DO THIS -> Copy out the records verbatim, starting at their first line and ending with the line that contains "454,500 -> 596,566", including both of those lines and nothing beyond them.

— Begin WORKING DATA —

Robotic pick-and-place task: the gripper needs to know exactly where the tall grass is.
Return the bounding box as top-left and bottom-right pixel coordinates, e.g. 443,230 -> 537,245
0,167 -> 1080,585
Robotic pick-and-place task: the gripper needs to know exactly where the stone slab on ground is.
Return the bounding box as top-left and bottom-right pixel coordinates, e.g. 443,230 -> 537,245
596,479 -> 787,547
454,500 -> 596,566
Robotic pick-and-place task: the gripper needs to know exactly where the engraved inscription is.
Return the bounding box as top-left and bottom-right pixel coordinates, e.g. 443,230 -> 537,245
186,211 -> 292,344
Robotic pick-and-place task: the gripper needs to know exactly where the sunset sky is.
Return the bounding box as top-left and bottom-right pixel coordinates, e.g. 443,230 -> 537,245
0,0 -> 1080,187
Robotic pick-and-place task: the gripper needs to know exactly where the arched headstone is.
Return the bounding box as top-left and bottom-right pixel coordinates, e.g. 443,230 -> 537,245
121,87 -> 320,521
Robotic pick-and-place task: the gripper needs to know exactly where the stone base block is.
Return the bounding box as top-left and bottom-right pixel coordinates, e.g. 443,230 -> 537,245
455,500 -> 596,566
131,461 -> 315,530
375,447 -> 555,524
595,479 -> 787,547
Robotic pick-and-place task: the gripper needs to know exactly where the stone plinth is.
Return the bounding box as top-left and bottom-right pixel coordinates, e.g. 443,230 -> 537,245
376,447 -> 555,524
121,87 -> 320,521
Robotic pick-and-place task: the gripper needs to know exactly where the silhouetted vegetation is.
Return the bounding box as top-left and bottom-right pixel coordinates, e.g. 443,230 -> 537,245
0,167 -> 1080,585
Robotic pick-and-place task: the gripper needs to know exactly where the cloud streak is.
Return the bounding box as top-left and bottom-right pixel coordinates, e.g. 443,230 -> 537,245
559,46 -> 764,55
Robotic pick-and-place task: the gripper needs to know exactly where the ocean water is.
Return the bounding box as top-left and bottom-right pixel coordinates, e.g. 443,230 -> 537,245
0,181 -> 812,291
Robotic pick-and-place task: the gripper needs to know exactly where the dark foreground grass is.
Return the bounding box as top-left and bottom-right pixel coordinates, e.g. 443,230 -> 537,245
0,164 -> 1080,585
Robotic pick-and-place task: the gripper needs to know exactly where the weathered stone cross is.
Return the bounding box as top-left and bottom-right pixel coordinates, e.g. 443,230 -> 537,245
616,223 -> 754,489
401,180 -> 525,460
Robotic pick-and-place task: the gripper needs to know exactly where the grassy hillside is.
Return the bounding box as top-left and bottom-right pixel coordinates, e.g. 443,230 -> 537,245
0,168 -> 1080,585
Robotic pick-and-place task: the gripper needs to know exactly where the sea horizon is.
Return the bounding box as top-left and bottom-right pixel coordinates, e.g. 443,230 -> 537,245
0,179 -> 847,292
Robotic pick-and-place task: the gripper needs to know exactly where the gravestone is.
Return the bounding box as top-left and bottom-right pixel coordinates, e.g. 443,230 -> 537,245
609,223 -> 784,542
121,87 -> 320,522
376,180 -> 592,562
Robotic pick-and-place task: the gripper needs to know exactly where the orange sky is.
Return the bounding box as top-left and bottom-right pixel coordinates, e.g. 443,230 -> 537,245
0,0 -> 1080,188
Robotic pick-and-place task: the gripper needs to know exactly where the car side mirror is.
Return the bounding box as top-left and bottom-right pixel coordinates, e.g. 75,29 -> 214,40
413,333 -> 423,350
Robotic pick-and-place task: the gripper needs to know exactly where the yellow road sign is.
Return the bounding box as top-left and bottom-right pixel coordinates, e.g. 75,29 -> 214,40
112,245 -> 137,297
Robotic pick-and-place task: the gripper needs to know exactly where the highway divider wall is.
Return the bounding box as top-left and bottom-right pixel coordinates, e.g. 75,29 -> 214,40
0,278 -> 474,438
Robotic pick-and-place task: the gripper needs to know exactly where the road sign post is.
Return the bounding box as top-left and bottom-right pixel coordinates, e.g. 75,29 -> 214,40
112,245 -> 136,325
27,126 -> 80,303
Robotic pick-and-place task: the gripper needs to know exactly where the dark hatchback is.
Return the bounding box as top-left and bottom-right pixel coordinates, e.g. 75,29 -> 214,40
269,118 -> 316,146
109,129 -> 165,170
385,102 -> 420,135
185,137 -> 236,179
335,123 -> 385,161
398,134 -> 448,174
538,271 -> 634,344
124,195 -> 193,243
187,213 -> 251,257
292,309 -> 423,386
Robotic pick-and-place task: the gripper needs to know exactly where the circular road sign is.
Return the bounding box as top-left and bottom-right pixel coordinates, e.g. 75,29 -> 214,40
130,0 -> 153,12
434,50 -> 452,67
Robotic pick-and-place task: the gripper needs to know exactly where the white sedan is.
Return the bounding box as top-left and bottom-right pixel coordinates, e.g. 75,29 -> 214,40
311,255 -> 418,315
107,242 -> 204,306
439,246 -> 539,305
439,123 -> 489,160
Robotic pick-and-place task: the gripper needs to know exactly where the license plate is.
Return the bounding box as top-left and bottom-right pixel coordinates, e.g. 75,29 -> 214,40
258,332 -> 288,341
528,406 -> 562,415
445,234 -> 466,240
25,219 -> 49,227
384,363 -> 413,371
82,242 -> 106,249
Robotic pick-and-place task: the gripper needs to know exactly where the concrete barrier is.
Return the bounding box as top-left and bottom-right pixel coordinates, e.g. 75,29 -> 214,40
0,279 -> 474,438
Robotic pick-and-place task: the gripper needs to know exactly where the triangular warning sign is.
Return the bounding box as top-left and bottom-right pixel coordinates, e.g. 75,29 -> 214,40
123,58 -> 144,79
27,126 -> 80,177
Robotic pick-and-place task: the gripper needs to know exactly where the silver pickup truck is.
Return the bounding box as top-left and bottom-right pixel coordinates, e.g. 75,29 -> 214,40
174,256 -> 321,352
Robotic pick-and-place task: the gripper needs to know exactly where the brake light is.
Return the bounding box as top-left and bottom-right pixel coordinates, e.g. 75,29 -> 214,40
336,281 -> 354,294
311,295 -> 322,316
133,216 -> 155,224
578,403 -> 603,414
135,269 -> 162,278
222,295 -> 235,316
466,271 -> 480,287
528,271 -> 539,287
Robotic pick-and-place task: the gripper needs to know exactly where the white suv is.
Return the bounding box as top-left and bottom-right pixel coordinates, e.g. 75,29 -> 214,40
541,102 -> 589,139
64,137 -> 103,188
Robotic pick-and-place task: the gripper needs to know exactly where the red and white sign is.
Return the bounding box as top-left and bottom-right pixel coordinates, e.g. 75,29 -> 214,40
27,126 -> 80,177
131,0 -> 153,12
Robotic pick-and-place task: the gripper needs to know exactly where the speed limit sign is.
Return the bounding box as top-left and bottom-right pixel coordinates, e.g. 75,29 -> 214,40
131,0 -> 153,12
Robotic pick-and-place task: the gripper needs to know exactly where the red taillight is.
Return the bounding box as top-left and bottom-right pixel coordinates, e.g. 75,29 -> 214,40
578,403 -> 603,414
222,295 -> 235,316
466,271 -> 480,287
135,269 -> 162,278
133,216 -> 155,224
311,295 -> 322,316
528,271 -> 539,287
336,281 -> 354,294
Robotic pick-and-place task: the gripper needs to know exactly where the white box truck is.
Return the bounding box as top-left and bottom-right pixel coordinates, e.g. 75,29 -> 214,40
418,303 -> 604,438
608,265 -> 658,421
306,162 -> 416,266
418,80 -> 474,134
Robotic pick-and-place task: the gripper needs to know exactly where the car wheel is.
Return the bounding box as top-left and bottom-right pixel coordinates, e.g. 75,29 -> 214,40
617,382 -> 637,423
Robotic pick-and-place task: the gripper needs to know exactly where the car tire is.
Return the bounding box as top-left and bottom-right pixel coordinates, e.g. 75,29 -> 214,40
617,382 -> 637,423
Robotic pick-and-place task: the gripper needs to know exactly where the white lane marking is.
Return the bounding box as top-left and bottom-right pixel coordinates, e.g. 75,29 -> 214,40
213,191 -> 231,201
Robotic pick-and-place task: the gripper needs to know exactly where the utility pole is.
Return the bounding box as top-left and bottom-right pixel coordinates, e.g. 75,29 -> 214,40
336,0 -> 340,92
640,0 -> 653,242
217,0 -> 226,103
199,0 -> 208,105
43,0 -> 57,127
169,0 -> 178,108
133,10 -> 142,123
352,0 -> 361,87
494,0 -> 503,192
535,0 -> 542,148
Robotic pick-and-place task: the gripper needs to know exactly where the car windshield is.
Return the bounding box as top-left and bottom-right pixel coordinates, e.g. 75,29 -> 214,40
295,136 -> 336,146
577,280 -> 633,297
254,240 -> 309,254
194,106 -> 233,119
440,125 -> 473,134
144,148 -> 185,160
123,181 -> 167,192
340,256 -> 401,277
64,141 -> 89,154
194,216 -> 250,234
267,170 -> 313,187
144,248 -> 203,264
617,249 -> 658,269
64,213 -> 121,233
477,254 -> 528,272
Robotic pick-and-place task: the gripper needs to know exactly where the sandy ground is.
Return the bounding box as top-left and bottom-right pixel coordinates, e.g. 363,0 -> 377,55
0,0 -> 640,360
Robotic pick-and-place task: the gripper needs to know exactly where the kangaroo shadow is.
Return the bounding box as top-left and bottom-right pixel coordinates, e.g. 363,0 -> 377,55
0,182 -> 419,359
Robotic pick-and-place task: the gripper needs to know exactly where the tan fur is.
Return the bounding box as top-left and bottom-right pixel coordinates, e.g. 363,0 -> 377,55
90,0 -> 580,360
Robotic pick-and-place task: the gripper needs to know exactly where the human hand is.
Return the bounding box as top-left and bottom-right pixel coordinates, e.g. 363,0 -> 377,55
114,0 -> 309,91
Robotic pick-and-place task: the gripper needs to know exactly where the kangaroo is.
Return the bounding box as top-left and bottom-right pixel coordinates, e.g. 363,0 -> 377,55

— End WORKING DATA —

EXERCISE SOLUTION ->
Robotic pick-and-place task: the gripper needs to know exactly where the tall grass is.
Return the bounding box as top-left and bottom-right pixel coordinates, e.g. 443,230 -> 537,245
0,167 -> 1080,585
Robotic pick-and-place task: the gripper needs to know exactly where the stone slab on ground is.
Return the bounding box as top-left and bottom-right pixel coordinates, e.g. 443,230 -> 537,245
596,479 -> 787,547
454,500 -> 596,566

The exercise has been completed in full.